■ **WHAT IS REQUIRED**
Where the records below reach the line containing "Query: high-rise building", start transcribing, and end with the line containing "x=425 y=132", exactly and with nothing else added.
+-------+
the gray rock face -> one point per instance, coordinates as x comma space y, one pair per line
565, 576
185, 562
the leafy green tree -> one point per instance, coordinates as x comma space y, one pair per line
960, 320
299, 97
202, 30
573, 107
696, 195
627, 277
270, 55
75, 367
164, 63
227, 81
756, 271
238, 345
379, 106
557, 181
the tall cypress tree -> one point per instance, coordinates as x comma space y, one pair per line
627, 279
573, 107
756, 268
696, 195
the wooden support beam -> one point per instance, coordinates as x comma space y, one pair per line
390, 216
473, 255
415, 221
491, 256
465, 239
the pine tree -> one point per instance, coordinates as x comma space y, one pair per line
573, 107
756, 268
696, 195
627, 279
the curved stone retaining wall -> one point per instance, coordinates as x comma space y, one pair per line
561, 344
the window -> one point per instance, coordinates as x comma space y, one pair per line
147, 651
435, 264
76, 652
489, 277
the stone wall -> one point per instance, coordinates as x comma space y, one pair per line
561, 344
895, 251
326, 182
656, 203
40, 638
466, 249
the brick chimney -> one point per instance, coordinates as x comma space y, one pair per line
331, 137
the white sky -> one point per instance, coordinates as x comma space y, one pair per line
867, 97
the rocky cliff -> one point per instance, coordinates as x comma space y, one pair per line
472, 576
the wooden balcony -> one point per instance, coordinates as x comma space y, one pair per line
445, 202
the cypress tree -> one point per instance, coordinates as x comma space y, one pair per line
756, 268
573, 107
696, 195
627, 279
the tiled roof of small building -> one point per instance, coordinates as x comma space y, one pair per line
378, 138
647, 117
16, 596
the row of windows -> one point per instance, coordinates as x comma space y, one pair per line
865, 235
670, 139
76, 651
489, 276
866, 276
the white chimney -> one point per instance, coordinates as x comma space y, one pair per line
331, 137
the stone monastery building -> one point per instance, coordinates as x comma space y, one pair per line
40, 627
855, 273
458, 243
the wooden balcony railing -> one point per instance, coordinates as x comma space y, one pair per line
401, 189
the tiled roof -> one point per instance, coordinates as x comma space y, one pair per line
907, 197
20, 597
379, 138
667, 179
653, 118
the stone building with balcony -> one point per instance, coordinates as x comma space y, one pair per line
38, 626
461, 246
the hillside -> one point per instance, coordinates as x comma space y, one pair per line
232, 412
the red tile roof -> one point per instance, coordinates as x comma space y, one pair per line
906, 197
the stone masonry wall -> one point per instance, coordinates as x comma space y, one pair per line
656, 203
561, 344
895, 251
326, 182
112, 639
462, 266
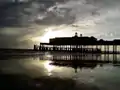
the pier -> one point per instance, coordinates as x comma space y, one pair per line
83, 44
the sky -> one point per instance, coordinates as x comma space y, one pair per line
24, 23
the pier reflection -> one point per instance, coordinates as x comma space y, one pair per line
78, 60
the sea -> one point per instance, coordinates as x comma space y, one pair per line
60, 71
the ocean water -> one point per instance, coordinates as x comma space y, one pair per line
60, 71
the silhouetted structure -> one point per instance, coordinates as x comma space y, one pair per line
81, 61
79, 44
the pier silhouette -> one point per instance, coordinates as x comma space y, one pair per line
81, 61
83, 44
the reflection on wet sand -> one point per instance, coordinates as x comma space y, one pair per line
77, 60
56, 72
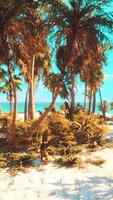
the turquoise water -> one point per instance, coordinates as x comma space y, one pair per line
40, 106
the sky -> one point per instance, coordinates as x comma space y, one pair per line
44, 95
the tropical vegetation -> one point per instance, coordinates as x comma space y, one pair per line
75, 33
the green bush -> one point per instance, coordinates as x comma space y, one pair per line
61, 135
70, 161
87, 128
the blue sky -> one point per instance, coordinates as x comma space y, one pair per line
43, 95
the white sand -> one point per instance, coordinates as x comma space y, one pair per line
58, 183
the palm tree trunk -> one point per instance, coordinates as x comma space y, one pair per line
85, 97
26, 108
36, 124
31, 109
94, 102
12, 128
10, 102
90, 101
101, 102
72, 106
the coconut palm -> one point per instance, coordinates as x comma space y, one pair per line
30, 50
79, 23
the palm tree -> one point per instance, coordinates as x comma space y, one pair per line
27, 41
79, 23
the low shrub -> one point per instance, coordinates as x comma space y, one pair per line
87, 128
70, 161
60, 133
97, 161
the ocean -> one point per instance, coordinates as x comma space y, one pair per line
40, 107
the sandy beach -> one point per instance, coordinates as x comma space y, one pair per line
60, 183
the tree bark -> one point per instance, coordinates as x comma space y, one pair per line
101, 102
72, 106
10, 102
12, 128
94, 102
85, 97
90, 101
36, 124
31, 109
26, 107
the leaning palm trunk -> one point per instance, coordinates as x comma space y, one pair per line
72, 106
36, 124
85, 97
101, 102
31, 108
12, 128
90, 101
25, 107
94, 102
10, 102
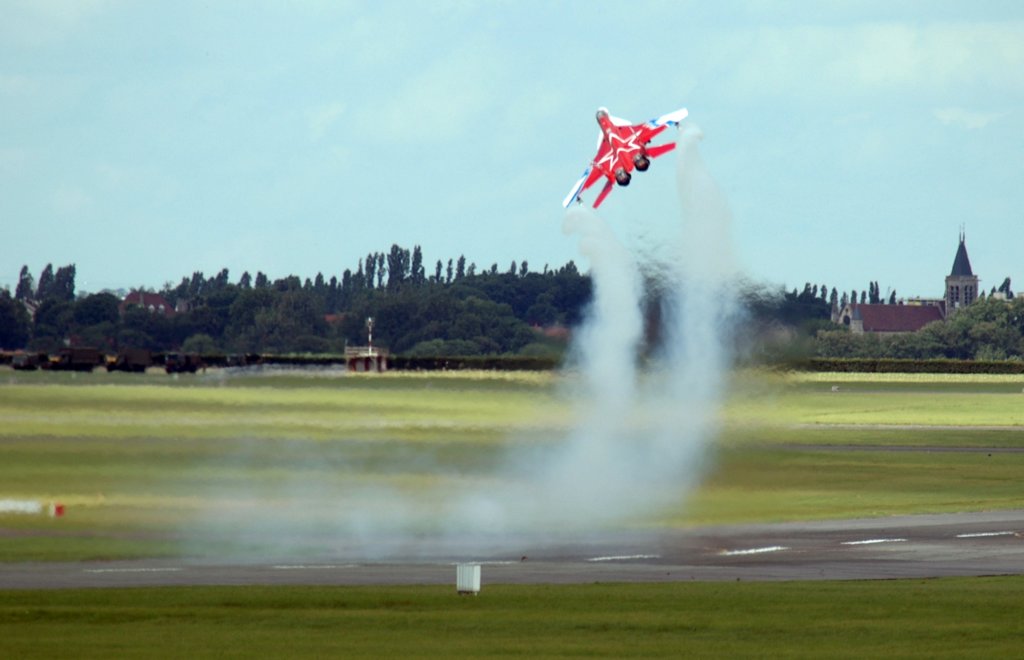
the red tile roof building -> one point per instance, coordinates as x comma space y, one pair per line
154, 303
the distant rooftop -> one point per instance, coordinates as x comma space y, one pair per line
962, 264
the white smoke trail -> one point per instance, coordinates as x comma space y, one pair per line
640, 439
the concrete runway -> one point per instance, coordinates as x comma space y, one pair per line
909, 546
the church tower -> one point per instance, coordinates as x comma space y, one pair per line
962, 283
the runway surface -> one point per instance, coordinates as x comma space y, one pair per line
909, 546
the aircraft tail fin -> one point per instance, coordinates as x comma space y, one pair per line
604, 192
660, 149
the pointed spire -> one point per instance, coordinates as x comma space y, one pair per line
962, 264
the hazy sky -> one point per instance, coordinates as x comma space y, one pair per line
142, 140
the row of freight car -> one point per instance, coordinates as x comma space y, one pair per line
132, 359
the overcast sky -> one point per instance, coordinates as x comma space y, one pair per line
144, 140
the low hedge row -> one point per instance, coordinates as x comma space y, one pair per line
886, 365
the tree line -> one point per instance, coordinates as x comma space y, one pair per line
455, 309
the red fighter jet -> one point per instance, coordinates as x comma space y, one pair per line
621, 147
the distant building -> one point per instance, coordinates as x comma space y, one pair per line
961, 291
153, 303
962, 283
889, 319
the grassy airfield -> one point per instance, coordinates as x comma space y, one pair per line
132, 456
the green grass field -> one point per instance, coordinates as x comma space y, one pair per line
945, 618
134, 457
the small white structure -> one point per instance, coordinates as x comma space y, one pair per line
467, 578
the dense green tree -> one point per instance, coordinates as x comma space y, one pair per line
45, 287
15, 327
26, 286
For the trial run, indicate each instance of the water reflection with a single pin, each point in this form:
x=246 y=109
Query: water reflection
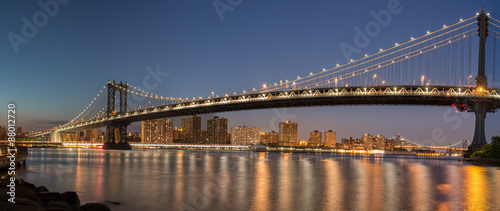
x=217 y=180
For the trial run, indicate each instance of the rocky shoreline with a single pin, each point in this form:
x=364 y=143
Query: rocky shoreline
x=30 y=197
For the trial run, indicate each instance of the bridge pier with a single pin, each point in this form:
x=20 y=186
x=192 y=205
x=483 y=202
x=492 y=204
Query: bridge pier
x=116 y=137
x=480 y=107
x=116 y=132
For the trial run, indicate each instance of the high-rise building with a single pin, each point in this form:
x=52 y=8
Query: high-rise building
x=270 y=138
x=348 y=144
x=389 y=144
x=191 y=129
x=91 y=135
x=379 y=142
x=157 y=131
x=245 y=136
x=228 y=138
x=368 y=141
x=217 y=130
x=19 y=131
x=288 y=133
x=264 y=138
x=177 y=133
x=316 y=139
x=273 y=138
x=330 y=139
x=204 y=139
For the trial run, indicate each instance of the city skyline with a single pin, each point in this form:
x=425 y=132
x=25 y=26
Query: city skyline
x=264 y=58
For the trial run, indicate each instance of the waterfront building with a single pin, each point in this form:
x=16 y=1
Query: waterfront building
x=204 y=139
x=330 y=139
x=191 y=129
x=177 y=133
x=390 y=144
x=379 y=142
x=217 y=130
x=157 y=131
x=315 y=139
x=367 y=141
x=245 y=135
x=288 y=133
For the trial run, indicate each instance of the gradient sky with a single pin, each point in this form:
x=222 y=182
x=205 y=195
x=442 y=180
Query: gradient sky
x=60 y=70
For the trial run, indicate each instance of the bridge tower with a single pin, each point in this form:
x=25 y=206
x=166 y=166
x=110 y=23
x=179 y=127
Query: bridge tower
x=480 y=106
x=116 y=132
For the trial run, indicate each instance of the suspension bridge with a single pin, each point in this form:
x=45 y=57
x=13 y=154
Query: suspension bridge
x=437 y=68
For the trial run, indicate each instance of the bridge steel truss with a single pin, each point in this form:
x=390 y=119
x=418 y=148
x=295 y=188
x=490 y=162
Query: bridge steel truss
x=111 y=127
x=462 y=98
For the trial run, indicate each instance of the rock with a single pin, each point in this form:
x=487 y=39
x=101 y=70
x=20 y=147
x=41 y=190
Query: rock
x=41 y=189
x=71 y=198
x=94 y=207
x=25 y=192
x=47 y=196
x=25 y=201
x=56 y=204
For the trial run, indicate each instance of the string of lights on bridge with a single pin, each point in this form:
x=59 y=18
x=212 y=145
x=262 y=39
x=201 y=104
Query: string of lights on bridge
x=414 y=49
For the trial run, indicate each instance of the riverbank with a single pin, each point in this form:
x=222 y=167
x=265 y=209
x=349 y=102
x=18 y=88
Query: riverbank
x=27 y=196
x=482 y=160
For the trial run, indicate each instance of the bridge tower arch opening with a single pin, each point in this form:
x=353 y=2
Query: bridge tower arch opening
x=116 y=131
x=480 y=106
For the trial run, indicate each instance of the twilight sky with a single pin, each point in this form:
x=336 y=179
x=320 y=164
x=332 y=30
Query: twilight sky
x=59 y=68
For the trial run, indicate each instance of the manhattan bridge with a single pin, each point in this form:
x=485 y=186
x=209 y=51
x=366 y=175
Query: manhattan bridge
x=437 y=68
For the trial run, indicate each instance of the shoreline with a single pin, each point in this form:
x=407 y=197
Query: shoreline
x=482 y=160
x=27 y=196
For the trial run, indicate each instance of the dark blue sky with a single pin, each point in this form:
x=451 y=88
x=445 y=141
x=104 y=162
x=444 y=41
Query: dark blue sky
x=62 y=67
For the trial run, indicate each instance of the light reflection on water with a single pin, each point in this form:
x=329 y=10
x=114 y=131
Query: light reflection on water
x=216 y=180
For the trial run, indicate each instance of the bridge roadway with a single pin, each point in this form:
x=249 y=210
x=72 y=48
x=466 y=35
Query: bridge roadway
x=465 y=96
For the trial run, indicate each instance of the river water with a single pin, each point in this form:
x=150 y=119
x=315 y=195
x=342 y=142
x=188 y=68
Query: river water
x=240 y=180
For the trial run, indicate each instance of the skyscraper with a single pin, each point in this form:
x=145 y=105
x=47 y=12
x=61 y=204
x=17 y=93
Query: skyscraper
x=191 y=129
x=217 y=130
x=330 y=139
x=157 y=131
x=245 y=136
x=204 y=139
x=367 y=141
x=315 y=139
x=379 y=142
x=288 y=133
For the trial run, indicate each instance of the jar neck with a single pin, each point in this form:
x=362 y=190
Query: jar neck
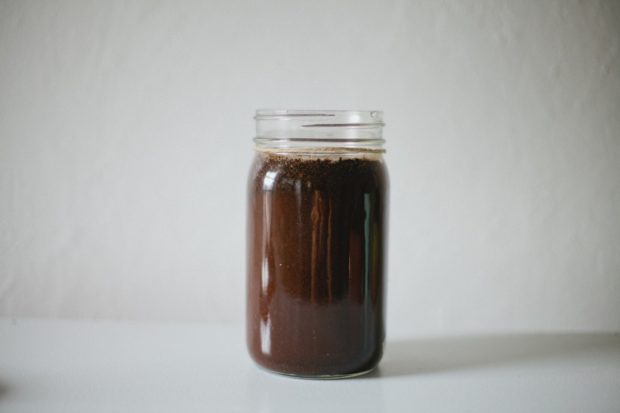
x=319 y=130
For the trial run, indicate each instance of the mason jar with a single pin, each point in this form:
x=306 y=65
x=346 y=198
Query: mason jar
x=316 y=242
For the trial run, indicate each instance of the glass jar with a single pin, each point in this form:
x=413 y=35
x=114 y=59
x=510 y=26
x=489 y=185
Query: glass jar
x=316 y=242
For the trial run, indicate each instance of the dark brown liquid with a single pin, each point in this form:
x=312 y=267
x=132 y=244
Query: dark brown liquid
x=316 y=243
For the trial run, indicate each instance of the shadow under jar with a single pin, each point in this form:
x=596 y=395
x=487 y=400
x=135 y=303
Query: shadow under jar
x=316 y=243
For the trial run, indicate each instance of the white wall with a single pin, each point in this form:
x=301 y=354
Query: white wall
x=125 y=139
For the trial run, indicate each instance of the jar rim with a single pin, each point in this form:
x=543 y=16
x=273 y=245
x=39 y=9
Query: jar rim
x=325 y=118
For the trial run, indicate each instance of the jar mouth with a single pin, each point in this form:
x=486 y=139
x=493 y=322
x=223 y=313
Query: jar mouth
x=324 y=118
x=286 y=128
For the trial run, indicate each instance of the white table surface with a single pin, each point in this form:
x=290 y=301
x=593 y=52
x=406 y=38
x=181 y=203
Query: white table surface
x=70 y=366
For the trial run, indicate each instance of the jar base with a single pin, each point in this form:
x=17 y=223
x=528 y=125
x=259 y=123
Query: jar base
x=318 y=376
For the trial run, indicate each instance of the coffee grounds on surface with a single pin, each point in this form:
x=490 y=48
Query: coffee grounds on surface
x=316 y=236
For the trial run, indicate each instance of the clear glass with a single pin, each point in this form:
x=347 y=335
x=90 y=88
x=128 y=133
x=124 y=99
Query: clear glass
x=316 y=243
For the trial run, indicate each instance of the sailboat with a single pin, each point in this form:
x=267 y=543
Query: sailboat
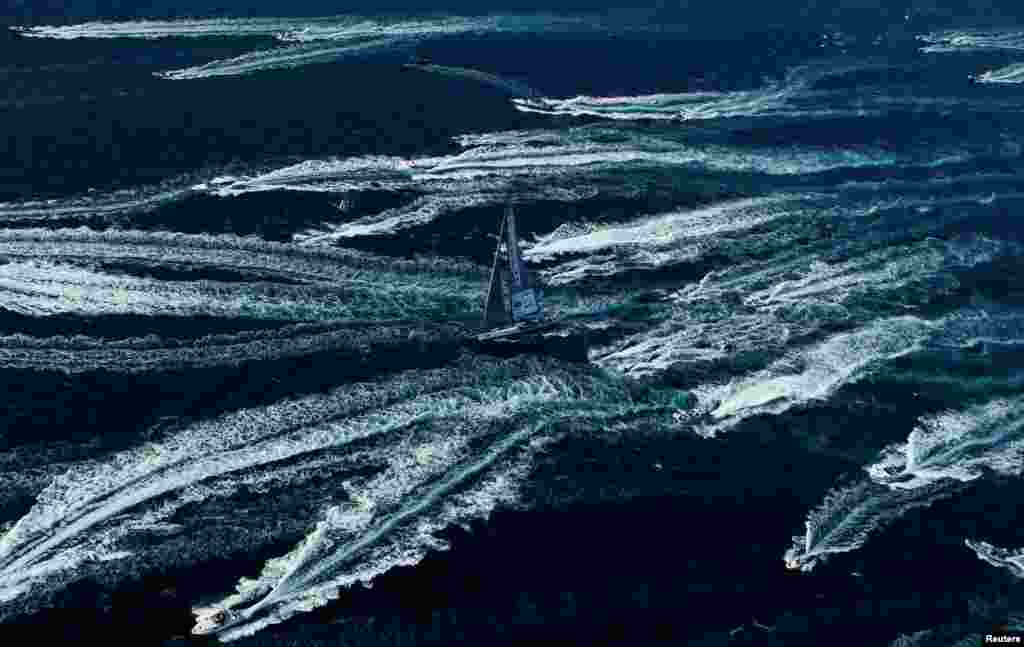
x=519 y=325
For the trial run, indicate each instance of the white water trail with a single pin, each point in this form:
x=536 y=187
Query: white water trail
x=813 y=374
x=846 y=519
x=956 y=445
x=82 y=514
x=1012 y=560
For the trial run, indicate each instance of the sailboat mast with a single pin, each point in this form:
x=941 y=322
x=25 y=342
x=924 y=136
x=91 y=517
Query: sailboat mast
x=495 y=311
x=525 y=302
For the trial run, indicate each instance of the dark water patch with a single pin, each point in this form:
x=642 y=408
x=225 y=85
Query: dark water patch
x=626 y=63
x=888 y=76
x=176 y=126
x=270 y=215
x=115 y=327
x=897 y=130
x=1000 y=219
x=178 y=271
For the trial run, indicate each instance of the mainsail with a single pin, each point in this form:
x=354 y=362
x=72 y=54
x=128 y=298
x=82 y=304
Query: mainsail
x=525 y=301
x=495 y=312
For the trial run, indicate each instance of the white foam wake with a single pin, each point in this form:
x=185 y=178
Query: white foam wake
x=812 y=374
x=956 y=445
x=848 y=516
x=392 y=519
x=972 y=40
x=1009 y=75
x=285 y=29
x=1012 y=560
x=941 y=457
x=83 y=513
x=663 y=230
x=777 y=98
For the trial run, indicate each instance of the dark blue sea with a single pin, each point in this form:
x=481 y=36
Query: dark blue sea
x=239 y=397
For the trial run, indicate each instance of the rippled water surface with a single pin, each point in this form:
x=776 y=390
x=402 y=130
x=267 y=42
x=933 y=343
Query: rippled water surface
x=237 y=256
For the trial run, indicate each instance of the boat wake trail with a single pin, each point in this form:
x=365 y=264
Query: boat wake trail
x=969 y=41
x=940 y=459
x=413 y=454
x=307 y=41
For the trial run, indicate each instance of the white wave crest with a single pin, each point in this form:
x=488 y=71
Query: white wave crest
x=1012 y=560
x=847 y=518
x=778 y=98
x=813 y=374
x=81 y=515
x=972 y=40
x=956 y=445
x=1009 y=75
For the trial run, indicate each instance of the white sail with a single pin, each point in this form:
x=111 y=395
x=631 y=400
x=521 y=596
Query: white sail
x=526 y=301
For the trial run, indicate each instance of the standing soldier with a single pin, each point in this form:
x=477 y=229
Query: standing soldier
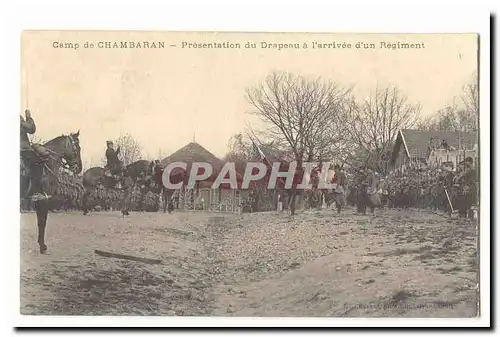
x=361 y=191
x=339 y=192
x=32 y=157
x=114 y=165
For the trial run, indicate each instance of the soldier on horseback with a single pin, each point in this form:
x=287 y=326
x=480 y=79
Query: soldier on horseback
x=114 y=167
x=33 y=156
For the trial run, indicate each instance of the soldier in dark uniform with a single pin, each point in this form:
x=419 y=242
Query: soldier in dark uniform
x=361 y=190
x=339 y=192
x=114 y=165
x=466 y=188
x=33 y=157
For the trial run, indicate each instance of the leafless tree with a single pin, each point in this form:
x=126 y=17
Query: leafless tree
x=299 y=112
x=373 y=123
x=130 y=149
x=462 y=115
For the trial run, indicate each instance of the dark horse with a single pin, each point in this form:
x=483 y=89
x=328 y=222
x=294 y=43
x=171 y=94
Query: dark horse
x=139 y=172
x=64 y=152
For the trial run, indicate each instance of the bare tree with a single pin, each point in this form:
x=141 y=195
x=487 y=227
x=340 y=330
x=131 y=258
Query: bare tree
x=299 y=113
x=130 y=149
x=459 y=116
x=373 y=124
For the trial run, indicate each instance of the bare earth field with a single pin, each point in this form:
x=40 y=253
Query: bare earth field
x=394 y=264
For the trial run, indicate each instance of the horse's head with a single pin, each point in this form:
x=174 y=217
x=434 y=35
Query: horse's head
x=68 y=147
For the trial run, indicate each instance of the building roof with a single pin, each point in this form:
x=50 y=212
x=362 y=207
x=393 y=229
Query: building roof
x=192 y=152
x=417 y=142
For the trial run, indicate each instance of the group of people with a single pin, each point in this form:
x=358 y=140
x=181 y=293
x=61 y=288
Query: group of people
x=34 y=156
x=444 y=187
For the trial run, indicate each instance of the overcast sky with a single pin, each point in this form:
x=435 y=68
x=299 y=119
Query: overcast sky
x=162 y=97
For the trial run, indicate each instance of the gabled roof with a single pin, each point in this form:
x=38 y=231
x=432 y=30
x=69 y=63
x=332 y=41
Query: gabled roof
x=417 y=142
x=192 y=152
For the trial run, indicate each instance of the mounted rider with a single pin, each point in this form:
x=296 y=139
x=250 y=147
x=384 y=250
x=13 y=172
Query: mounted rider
x=114 y=166
x=33 y=157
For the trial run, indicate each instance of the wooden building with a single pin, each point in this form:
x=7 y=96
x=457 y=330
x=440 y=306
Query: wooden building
x=418 y=147
x=202 y=196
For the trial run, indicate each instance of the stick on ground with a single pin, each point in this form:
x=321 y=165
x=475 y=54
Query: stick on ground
x=127 y=257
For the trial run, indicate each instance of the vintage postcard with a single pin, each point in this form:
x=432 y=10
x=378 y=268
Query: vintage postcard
x=249 y=174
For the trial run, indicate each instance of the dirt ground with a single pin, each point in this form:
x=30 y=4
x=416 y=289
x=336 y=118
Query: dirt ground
x=394 y=264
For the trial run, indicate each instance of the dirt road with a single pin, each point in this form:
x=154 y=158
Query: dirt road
x=396 y=264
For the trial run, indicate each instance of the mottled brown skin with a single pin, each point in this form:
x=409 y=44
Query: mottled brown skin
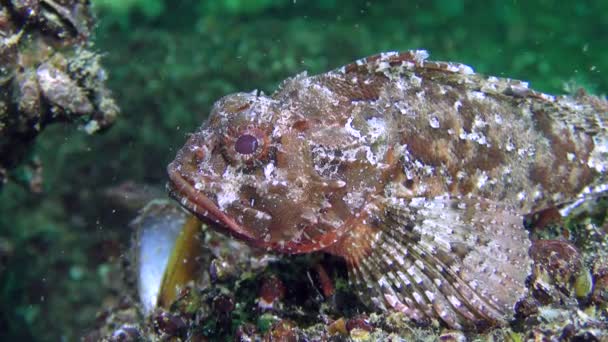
x=418 y=173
+-------+
■ **WRITTEN RESPONSE**
Query: high-rise building
x=270 y=138
x=348 y=144
x=389 y=144
x=191 y=129
x=91 y=135
x=379 y=142
x=157 y=131
x=245 y=136
x=228 y=138
x=368 y=141
x=217 y=130
x=19 y=131
x=288 y=133
x=264 y=138
x=177 y=133
x=316 y=139
x=273 y=138
x=330 y=139
x=204 y=139
For the trial run, indicate each instance of the city skyline with a single pin, each point in this form:
x=425 y=132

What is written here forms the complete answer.